• [What you need to do]:
The result should be an exact copy of the entries below, free of pictures.

--- Excerpted data Enclosed Below ---

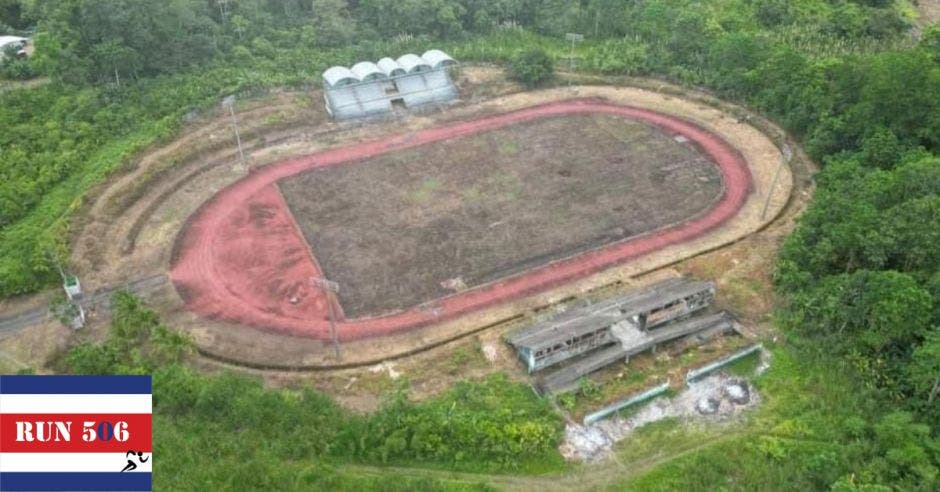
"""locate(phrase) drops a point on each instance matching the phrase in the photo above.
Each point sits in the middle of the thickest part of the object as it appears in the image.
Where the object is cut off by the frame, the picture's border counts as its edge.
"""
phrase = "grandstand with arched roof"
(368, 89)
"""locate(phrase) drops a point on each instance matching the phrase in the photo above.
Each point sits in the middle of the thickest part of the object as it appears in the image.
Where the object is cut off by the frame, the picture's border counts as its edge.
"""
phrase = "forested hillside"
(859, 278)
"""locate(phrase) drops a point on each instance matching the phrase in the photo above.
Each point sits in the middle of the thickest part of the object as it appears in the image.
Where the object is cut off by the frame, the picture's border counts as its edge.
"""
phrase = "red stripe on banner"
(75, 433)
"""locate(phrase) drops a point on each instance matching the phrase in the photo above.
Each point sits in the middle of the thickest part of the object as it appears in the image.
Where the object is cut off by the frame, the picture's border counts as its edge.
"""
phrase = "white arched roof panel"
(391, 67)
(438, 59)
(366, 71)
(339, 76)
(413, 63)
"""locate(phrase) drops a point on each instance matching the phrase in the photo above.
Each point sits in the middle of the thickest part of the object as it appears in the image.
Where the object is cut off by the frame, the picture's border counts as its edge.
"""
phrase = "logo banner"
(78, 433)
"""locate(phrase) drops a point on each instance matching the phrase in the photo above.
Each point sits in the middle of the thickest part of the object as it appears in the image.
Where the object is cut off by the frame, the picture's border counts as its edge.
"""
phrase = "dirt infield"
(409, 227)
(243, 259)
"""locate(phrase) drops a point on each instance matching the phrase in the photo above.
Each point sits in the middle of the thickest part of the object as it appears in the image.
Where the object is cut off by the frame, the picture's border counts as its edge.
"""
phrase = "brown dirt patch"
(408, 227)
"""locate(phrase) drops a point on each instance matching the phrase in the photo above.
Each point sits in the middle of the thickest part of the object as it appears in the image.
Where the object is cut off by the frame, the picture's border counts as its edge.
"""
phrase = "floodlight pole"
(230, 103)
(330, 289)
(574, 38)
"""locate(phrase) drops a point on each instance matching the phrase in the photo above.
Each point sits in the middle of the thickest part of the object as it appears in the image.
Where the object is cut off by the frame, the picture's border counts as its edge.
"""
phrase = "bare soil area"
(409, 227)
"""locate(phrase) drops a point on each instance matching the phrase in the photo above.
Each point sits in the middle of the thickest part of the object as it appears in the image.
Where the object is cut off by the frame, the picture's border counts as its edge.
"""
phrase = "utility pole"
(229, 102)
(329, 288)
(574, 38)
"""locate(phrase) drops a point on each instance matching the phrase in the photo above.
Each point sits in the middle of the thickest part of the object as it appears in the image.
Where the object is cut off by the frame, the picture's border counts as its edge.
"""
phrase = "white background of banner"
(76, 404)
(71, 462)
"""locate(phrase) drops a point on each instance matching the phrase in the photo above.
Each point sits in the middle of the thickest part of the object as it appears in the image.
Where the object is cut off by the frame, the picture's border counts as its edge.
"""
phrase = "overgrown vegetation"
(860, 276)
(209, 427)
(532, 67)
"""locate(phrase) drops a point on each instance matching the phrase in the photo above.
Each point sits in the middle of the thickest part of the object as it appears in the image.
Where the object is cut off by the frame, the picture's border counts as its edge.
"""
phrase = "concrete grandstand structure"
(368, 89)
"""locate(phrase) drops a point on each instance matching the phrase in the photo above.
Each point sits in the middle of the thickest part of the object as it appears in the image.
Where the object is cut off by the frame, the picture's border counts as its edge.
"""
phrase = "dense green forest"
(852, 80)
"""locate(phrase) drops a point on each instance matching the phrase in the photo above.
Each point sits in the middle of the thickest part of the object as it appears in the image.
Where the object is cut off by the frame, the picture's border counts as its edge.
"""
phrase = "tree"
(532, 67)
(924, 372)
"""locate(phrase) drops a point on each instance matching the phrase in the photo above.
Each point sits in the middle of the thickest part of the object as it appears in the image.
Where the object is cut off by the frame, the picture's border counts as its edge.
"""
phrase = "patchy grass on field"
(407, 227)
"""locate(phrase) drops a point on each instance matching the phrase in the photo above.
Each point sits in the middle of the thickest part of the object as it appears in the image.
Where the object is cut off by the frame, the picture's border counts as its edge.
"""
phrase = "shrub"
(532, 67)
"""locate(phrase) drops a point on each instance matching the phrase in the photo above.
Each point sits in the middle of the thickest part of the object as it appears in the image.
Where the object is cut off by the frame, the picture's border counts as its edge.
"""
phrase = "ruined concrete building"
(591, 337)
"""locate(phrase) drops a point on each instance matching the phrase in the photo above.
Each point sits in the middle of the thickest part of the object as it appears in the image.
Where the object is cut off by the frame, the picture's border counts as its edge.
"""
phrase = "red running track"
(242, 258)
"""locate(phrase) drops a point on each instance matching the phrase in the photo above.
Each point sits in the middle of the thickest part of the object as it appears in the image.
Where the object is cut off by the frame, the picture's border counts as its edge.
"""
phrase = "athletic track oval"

--- End of Enclosed Excerpted data ---

• [Task result]:
"""locate(phrase) drops a point on each instance matching the phrase in the photo above.
Each point sits in the middle of the thickest part of the object as it appears in the image.
Where the object is cut off by the frame, the picture's border counts as its edge.
"""
phrase = "grandstand with arched roof"
(368, 89)
"""locate(phrase) drops a point on each instance matching the phrase in the photo above.
Each point sits in the middle of the thickest part of the object as it appears in the image.
Where the object is cut off by the frame, the picture's border counts as its edge.
"""
phrase = "forested hillside"
(859, 278)
"""locate(phrase) drops a point on each instance matching the phrase in the photo above.
Each point sits in the middle of the thickest part of the object as it appears in the image.
Where the object is cut off by the frame, the picture's border counts as its edge.
"""
phrase = "red stripe on banner"
(75, 433)
"""locate(phrase) drops a point on each instance matching the phrase in the photo above.
Each point sits in the middle of the thickest part of the object as it appears in the image.
Where the object is cut off by the frame, the picture's border counts as its edge.
"""
phrase = "white arched roof panel"
(391, 67)
(438, 59)
(366, 71)
(339, 76)
(413, 63)
"""locate(phrase) drops a point on each instance matching the phrase in the photo above.
Each point sits in the middle of the thickest part of the object as it appears in the image.
Where the object is cut off by the frame, the picture's border counts as its edge.
"""
phrase = "logo banner"
(78, 433)
"""locate(phrase) drops a point on each instance matching the phrase in the photo above.
Each point sits in the middle of the thickest part of the object as it appears in the image.
Where the object is cut off by the frame, the picture's border counts as its edge.
"""
phrase = "dirt infield"
(409, 227)
(243, 259)
"""locate(phrase) drops a point on each instance matching the phrase in the photo above.
Each point sits in the middle of the thickest part of the object as it appears in the image.
Where the object is cut off by the frame, the picture's border counts as its edge.
"""
phrase = "brown dirt patch"
(408, 227)
"""locate(phrase) drops a point on each instance matching the phrase in the photo above.
Each point sits in the middle of the thickest part of the object as it appears in the image.
Where the object is cut off by the frame, the picture's border counts as its edge.
"""
phrase = "floodlight pole"
(230, 103)
(330, 289)
(574, 38)
"""locate(phrase) drops a point on each instance matching the phrase in the photo above.
Each point sits in the middle of the thickest part of the object as it appears in the image.
Where the object is cut off by the frame, the picture's border counts as its edge.
"""
phrase = "bare soil area"
(409, 227)
"""locate(phrase) drops a point on each instance matching the phrase in the photo above.
Each point sits in the middle of the thickest part of the object as it appears in the image.
Where the object is cut off by the frame, the picture's border counts as its edge.
"""
phrase = "utility pole"
(229, 102)
(329, 288)
(574, 38)
"""locate(phrase) drops a point on each instance matching the phrase in the photo above.
Each point sits in the middle of the thickest part of the object as it appears in the image.
Where the object is cut off by the frame, the picture's border counts as its edge.
"""
phrase = "white background of banner"
(76, 404)
(71, 462)
"""locate(phrase) drops a point on each instance matching the phrase in the photo above.
Each point sits in the middle of the thickest part of the object as it appears in the image.
Where the object is cut off by the frame, the picture's border counts as its edge.
"""
phrase = "overgrown vegetation"
(860, 276)
(209, 427)
(532, 67)
"""locate(phrase) drops a point on each instance matching the phrase in the photo above.
Each point sits in the middle of the thickest part of the object as it appears in the image.
Where the object is cut off by the frame, the picture's border counts as its edge.
"""
phrase = "concrete grandstand structure"
(368, 89)
"""locate(phrase) drops a point on each instance matching the phrase in the photo above.
Each point sits in the middle of the thickest part of the object as it appears in the image.
Where the object is cut off by the frame, the picture's border counts as its edge.
"""
phrase = "dense green forest"
(852, 80)
"""locate(phrase) drops a point on each instance matching the phrase in the photo above.
Each point sits in the middle of the thickest part of the object as it appears in the image.
Where the object is cut off by the frame, the picture's border counts as its edge.
"""
phrase = "tree"
(532, 67)
(924, 372)
"""locate(phrase) drops a point on each instance matching the phrase in the photo above.
Each point sits in the middle of the thickest part of the object as it appears in the image.
Where the object is cut off by the frame, the picture's border counts as its edge.
"""
phrase = "patchy grass on field"
(407, 227)
"""locate(phrase) drops a point on each instance matching the phrase in the photo above.
Each point sits in the middle of the thickest part of the object as it appears in the image.
Where the object is cut off by the frame, the picture's border counts as its edge.
"""
phrase = "shrub"
(532, 67)
"""locate(phrase) drops a point on each instance matching the phrase in the photo above.
Each point sits in the middle of the thickest part of the object as it appears in the image.
Where the object is cut off by the frame, the picture's border counts as its edge.
"""
phrase = "ruined concrete building"
(591, 337)
"""locate(phrase) drops a point on each instance matching the phrase in the photo above.
Each point sits in the middle of the thickest part of the object as it appears in the image.
Where the object is cut off by the frame, the picture's border counts as its edge.
"""
phrase = "red running track"
(242, 258)
"""locate(phrase) drops a point on each instance matching the phrase in the photo above.
Each point sits in the middle of the thickest part of the object as it appears in the image.
Where the object is cut off by the frame, the picture's border counts as its edge.
"""
phrase = "athletic track oval"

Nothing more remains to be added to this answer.